**Try it:** Locate the line with "Reviewer note: confirm that each instance of the decal" in the material. Copy that line and each one after it, through the last, exactly and with nothing else.
--------------------------------
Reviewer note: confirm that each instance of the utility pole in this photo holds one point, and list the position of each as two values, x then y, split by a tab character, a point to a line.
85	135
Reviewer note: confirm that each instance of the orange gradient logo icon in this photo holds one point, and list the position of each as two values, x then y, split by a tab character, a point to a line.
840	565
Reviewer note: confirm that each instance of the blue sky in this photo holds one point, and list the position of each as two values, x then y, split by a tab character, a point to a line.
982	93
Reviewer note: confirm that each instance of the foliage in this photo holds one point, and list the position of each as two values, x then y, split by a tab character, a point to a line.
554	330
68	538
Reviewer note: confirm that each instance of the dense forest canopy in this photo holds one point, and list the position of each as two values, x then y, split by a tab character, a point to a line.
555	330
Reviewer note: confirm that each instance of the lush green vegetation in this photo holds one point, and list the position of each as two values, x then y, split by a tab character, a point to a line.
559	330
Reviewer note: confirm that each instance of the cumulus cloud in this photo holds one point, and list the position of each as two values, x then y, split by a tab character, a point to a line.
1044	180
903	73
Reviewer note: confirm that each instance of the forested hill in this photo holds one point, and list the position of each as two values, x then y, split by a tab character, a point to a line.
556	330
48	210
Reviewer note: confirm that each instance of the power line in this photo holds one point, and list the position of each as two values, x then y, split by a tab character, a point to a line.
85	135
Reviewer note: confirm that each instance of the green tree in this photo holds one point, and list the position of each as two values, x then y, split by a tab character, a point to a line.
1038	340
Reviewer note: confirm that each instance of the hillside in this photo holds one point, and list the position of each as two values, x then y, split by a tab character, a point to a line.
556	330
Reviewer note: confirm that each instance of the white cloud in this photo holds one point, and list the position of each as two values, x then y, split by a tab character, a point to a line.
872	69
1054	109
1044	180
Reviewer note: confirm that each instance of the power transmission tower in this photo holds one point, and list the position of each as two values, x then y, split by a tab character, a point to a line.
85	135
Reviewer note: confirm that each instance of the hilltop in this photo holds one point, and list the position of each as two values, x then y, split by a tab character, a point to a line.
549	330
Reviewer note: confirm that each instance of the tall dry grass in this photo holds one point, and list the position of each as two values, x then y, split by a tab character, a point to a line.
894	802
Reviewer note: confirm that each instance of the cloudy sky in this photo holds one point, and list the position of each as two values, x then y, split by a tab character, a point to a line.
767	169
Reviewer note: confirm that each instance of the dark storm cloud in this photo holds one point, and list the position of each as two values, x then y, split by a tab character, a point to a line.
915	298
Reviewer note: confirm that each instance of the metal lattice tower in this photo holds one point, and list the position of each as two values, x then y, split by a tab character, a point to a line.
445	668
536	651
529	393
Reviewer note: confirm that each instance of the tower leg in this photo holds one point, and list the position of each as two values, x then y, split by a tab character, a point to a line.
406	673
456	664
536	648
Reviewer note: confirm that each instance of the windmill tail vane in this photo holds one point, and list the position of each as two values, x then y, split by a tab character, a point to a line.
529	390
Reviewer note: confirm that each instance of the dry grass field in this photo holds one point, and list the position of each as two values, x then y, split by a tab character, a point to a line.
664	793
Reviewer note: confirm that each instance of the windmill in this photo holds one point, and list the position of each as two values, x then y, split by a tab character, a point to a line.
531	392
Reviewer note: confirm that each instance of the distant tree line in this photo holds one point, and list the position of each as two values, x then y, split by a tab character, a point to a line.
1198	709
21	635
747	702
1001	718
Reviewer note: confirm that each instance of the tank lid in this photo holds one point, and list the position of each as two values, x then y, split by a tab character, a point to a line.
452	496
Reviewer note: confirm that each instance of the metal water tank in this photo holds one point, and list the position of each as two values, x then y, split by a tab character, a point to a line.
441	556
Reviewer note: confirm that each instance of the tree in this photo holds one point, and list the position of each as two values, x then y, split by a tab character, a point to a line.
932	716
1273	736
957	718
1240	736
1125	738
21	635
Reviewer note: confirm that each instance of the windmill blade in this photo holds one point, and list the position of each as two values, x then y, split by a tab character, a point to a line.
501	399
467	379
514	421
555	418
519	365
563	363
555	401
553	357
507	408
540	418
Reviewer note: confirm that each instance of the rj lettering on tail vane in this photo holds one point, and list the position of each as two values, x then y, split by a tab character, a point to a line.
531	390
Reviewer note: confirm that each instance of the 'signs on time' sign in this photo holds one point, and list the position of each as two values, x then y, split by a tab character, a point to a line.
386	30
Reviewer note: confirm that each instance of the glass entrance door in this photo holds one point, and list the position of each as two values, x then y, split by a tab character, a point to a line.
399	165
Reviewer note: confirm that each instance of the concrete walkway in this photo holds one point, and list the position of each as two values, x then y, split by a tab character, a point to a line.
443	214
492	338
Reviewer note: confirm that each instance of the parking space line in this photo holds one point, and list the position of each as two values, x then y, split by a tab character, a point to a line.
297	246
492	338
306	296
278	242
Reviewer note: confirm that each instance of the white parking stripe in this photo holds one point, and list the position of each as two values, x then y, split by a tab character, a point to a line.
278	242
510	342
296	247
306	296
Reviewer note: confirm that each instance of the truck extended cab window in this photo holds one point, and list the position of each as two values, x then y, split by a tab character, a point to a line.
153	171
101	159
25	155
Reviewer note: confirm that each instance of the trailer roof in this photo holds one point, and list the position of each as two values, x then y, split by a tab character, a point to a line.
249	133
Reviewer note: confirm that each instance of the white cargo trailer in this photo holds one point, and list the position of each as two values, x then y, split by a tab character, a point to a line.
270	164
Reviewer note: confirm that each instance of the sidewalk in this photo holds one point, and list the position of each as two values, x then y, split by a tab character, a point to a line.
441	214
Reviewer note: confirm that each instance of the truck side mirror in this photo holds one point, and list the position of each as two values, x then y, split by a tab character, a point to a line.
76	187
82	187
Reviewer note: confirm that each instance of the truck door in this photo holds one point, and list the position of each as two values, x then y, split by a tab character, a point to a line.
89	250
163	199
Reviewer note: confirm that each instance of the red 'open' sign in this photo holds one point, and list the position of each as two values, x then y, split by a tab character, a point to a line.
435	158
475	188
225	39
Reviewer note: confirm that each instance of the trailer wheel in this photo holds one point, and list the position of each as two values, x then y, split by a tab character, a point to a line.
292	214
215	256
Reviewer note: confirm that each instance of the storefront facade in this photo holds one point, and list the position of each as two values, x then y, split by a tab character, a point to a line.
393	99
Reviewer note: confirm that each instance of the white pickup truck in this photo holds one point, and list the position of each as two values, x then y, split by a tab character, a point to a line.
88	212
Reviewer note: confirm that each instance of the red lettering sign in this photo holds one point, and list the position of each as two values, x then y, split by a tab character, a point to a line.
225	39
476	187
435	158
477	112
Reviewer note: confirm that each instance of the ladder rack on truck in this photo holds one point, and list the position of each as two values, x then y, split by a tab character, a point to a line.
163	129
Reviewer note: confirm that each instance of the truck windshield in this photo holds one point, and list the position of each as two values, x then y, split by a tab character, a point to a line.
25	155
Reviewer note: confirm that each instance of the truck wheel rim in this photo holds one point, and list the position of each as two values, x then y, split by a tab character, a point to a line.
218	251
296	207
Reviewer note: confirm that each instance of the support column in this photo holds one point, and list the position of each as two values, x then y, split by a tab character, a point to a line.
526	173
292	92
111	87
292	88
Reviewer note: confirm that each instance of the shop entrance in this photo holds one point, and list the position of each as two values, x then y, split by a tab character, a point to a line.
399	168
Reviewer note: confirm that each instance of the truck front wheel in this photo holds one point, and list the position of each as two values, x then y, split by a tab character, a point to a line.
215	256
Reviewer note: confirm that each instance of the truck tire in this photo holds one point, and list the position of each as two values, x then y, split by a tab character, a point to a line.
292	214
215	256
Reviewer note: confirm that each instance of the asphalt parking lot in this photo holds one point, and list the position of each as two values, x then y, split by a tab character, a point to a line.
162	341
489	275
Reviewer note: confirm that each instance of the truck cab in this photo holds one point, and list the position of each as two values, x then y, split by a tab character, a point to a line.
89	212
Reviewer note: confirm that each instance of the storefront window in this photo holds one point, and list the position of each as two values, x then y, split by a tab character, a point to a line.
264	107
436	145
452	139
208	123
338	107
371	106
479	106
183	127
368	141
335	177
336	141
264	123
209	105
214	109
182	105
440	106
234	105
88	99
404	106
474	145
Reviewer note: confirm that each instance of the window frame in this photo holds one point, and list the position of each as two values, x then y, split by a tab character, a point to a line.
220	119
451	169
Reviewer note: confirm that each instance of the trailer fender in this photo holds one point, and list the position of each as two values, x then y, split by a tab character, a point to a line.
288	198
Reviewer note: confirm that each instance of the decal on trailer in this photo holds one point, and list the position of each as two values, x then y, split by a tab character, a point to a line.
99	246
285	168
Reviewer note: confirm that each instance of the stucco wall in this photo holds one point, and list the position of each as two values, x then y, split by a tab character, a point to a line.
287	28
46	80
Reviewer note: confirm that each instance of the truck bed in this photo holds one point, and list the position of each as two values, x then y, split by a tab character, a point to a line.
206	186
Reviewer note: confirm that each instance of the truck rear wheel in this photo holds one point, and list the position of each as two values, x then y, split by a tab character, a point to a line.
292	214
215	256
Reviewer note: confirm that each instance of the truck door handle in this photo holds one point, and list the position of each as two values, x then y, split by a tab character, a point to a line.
--------------------------------
**Task response:**
Reviewer note: confirm that each instance of the decal on trailer in this photo holds one point, and list the position of each as two values, x then y, split by a tab character, a point to a line.
99	246
285	168
Reviewer note: confirm that each instance of the stucco wall in this photo holds one point, and list the position of each as two values, x then y, split by a tab character, a point to a line.
287	28
46	80
Reviewer note: confirm that each instance of the truck bed in this photo holds one point, and list the position of each as two values, x then y, split by a tab character, a point to a line.
206	186
Reviewer note: confirm that each instance of the truck rear wheel in this photo holds one point, and list the position of each as two values, x then y, split by a tab character, a point to a line.
292	214
215	256
Reviewer note: confirm that each instance of the truck door handle in this photo holds one point, and list the position of each as two values, x then y, split by a tab character, a point to a line.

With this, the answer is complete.